Saved data entries
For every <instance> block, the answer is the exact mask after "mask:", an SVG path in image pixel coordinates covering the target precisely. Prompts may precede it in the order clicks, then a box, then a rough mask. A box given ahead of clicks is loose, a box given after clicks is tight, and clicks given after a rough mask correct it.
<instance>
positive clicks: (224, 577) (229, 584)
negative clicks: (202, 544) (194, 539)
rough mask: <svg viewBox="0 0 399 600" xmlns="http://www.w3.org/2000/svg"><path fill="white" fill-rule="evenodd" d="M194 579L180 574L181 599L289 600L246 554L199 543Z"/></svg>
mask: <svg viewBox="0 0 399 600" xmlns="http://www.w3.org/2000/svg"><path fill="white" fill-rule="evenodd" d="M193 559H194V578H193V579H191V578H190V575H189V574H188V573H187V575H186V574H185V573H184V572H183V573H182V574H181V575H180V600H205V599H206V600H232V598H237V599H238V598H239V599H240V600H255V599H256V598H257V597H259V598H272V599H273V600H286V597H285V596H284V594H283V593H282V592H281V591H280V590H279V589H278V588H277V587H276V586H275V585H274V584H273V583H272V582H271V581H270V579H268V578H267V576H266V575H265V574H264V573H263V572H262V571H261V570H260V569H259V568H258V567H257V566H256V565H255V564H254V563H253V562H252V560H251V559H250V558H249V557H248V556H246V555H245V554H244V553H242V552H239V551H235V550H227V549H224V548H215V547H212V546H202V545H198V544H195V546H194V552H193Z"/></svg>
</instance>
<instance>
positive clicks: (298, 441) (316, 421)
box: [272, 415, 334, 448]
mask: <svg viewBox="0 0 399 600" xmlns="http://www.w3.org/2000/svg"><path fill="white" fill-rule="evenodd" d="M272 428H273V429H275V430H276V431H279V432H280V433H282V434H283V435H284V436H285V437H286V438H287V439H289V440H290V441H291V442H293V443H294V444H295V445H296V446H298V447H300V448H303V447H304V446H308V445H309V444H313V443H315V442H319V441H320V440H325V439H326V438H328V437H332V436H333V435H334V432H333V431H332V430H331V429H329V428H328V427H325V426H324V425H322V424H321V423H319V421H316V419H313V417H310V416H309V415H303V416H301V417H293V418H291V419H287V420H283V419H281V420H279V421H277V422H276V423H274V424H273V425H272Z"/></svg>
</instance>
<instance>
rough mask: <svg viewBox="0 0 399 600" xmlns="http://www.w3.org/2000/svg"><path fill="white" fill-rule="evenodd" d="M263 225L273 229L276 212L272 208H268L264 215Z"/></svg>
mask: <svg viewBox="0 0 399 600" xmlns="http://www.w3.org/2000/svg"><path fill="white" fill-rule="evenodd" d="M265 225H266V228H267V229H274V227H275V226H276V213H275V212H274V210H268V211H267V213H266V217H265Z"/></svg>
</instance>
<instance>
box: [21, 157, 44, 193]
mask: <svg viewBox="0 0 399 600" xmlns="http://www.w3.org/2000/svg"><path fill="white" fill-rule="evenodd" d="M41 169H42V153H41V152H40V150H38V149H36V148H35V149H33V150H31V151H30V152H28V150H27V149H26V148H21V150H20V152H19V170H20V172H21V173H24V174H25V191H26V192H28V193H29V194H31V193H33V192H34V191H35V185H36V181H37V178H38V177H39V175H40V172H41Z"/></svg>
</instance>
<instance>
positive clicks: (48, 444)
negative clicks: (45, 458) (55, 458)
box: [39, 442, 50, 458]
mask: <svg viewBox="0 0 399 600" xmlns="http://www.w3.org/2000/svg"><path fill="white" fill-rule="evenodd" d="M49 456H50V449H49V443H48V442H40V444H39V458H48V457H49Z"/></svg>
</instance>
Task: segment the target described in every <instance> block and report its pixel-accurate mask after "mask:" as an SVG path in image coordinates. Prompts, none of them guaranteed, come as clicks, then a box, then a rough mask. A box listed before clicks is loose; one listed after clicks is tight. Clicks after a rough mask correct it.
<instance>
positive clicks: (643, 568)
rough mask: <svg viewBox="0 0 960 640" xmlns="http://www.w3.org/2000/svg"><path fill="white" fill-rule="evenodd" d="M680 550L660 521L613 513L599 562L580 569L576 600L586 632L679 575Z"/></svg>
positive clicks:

--

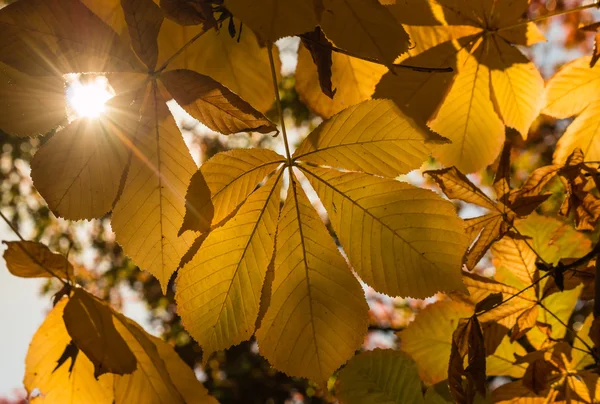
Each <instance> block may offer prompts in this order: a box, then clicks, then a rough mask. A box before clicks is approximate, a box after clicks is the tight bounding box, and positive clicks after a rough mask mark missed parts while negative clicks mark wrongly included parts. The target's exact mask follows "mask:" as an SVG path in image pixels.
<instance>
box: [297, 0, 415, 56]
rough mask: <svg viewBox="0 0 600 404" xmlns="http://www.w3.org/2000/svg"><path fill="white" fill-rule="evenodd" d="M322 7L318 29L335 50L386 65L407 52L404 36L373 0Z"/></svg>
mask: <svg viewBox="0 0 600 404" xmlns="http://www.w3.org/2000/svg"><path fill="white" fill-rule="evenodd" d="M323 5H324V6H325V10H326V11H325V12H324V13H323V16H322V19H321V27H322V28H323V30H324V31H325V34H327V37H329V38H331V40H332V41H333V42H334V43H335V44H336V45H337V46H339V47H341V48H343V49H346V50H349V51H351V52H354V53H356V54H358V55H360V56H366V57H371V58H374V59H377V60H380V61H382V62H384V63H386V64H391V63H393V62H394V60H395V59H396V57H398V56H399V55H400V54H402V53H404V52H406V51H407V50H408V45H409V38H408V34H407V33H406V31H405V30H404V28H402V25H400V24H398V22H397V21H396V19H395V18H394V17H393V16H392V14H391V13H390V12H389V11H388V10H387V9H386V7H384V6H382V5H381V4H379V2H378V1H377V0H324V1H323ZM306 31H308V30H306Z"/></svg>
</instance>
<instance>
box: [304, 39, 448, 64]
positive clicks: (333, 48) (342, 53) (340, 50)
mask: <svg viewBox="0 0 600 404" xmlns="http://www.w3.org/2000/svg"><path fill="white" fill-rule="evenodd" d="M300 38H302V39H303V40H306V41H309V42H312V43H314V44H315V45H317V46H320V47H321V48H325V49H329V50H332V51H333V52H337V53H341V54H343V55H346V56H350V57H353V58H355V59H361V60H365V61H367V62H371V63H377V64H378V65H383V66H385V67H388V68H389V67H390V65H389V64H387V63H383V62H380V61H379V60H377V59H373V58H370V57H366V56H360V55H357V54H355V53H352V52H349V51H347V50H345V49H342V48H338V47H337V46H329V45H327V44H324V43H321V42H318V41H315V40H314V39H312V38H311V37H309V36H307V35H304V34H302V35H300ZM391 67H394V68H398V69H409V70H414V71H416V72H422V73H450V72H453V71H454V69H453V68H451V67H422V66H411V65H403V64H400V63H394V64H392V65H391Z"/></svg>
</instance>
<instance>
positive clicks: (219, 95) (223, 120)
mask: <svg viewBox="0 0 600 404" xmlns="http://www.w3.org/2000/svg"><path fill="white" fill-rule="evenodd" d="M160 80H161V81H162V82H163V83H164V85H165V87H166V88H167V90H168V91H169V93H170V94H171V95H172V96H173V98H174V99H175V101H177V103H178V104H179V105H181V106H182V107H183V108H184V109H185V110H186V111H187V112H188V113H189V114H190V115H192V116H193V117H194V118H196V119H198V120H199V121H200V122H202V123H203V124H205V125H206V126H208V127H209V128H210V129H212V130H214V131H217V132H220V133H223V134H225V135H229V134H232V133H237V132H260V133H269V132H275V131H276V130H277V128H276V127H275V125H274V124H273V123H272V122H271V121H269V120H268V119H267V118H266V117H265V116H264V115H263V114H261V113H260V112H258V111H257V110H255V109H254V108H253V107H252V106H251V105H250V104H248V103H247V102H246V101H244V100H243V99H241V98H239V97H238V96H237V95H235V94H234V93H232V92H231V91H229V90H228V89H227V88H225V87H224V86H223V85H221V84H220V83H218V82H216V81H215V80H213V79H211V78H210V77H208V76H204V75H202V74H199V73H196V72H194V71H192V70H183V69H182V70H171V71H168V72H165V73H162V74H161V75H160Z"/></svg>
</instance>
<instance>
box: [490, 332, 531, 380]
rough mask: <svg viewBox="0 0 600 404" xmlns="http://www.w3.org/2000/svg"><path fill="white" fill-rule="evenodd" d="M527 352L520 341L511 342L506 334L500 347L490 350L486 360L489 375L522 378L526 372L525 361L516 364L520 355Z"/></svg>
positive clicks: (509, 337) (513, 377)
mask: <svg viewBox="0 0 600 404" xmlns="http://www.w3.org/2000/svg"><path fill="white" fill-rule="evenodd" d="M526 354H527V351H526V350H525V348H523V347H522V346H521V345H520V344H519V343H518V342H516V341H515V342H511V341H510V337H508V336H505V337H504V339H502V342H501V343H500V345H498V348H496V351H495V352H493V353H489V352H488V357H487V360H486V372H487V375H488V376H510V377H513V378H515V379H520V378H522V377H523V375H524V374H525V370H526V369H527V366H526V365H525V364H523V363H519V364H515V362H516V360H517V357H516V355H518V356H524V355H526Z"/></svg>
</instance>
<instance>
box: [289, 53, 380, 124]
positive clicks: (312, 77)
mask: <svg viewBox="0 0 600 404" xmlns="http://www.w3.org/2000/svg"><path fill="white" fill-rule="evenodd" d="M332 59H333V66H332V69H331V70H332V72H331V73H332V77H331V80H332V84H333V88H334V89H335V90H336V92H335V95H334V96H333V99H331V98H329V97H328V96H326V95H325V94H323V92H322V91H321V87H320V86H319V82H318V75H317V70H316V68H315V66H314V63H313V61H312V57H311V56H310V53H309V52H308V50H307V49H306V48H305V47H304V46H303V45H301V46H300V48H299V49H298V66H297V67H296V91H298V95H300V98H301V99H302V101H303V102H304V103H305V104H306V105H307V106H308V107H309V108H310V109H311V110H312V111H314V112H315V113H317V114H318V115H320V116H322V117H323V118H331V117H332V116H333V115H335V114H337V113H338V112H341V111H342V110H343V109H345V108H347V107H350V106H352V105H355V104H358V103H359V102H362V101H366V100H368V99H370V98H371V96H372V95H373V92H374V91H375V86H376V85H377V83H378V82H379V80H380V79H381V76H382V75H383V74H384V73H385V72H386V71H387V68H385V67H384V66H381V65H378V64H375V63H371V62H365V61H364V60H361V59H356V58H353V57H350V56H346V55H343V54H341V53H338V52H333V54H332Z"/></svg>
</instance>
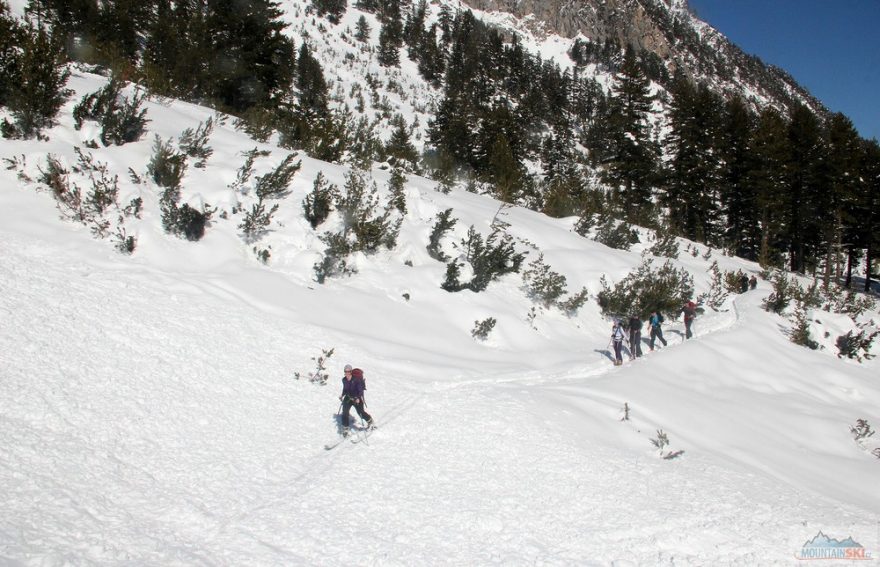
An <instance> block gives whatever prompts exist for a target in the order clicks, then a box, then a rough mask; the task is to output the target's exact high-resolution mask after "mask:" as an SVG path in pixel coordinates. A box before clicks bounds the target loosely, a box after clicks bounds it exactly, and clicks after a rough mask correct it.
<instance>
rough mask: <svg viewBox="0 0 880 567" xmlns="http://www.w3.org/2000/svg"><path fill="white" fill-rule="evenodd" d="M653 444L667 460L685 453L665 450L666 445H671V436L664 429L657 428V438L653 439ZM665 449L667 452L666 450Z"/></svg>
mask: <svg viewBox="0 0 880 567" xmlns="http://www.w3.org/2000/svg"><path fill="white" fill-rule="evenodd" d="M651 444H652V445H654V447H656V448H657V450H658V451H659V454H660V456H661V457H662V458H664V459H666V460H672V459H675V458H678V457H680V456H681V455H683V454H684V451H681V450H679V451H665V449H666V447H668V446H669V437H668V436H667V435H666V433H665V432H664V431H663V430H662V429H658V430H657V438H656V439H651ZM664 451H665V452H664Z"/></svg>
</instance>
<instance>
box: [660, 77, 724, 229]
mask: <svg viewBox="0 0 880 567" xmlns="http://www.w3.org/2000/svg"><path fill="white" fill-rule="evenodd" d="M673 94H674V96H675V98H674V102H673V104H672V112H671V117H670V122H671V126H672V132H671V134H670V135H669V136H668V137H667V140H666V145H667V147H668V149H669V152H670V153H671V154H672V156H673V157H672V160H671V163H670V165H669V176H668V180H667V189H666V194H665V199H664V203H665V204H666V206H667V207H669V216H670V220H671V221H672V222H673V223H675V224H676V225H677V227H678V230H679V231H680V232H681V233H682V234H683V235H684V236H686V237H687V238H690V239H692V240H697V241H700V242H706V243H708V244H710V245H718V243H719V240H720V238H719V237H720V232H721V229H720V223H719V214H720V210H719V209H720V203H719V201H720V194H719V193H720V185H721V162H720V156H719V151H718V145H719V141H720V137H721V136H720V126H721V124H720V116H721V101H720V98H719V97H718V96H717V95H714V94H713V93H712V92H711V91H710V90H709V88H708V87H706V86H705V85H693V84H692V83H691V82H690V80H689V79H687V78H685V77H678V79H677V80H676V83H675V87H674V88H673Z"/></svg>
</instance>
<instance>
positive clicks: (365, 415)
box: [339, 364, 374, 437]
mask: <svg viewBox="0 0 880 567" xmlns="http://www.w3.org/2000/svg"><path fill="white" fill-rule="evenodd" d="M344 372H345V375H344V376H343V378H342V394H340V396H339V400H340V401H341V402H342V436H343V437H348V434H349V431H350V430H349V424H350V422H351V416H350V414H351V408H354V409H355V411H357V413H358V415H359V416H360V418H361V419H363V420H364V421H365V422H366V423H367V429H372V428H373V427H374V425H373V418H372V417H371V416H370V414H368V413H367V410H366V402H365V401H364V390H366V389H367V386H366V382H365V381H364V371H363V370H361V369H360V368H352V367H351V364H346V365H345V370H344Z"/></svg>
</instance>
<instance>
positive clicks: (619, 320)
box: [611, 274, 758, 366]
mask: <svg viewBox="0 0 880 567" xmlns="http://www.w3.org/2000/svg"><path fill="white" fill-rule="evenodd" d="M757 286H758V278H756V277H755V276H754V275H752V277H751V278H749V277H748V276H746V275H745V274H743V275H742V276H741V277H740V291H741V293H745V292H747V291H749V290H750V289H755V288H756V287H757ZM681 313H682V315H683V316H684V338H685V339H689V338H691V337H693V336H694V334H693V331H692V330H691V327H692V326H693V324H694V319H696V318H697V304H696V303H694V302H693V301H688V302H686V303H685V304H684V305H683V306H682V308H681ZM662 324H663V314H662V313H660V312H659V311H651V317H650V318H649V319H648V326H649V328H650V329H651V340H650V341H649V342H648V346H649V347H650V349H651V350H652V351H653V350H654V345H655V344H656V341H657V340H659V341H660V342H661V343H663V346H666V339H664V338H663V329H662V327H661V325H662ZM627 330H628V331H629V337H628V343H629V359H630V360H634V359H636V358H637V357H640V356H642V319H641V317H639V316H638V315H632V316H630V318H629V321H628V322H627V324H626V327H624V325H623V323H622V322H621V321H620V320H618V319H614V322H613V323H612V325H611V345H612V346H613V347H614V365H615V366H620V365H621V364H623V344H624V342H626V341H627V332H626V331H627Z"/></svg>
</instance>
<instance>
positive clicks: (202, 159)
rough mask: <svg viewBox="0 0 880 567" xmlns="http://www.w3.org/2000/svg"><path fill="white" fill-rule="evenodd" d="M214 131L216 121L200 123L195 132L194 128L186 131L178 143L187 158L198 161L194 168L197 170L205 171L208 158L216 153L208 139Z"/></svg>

...

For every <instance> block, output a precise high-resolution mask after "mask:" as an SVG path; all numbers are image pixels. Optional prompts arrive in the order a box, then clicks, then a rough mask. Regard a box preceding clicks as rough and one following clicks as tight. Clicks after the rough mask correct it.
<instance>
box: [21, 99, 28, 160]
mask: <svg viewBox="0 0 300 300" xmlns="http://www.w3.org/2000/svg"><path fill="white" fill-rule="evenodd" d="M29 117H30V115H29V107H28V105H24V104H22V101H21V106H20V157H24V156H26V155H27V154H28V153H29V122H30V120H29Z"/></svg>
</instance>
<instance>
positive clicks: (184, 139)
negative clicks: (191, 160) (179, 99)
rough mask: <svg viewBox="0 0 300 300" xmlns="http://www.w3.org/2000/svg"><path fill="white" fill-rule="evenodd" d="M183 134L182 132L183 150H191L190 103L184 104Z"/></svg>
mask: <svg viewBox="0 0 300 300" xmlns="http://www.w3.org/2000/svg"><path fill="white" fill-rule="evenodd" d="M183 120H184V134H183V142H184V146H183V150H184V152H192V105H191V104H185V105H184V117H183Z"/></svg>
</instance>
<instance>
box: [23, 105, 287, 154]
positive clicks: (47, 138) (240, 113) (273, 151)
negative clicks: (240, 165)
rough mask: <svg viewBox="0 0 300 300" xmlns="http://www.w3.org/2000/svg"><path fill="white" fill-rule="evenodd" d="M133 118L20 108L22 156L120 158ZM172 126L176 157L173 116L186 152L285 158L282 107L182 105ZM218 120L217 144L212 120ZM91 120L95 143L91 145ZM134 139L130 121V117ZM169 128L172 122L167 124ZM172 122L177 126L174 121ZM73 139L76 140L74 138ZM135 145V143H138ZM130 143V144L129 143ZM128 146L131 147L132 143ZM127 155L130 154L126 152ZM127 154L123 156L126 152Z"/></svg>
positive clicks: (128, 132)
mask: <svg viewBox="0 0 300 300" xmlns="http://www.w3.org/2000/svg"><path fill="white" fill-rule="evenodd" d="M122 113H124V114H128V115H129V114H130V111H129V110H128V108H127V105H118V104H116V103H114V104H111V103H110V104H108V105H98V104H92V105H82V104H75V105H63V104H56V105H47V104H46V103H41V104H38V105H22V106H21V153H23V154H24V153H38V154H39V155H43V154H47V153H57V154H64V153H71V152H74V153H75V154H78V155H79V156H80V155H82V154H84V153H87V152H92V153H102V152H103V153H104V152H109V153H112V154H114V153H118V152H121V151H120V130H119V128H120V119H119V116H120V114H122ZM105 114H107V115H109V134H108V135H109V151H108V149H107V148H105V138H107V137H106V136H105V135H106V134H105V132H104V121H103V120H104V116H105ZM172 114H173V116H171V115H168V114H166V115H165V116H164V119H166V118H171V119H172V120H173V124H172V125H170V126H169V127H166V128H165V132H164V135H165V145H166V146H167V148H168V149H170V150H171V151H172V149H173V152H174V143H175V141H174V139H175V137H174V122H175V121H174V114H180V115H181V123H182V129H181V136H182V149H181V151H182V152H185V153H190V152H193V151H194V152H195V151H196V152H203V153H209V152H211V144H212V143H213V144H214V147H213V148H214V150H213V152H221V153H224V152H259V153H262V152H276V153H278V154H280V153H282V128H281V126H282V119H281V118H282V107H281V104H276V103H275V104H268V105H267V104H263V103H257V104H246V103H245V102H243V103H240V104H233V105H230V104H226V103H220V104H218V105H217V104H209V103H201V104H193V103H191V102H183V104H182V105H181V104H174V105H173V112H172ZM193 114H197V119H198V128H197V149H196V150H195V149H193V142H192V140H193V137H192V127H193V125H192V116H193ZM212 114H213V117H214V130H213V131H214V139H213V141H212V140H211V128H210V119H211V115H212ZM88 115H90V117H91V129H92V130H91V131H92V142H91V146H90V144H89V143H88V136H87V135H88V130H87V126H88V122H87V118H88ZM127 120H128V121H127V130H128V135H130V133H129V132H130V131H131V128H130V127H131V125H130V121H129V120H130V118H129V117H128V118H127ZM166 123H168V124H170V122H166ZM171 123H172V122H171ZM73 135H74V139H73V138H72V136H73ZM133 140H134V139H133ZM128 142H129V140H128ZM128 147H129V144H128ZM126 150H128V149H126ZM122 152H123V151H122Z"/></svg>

_Exercise brief_. Across the data above, how many lines include the word "correct"? Give only the count.

_Problem solution_. 4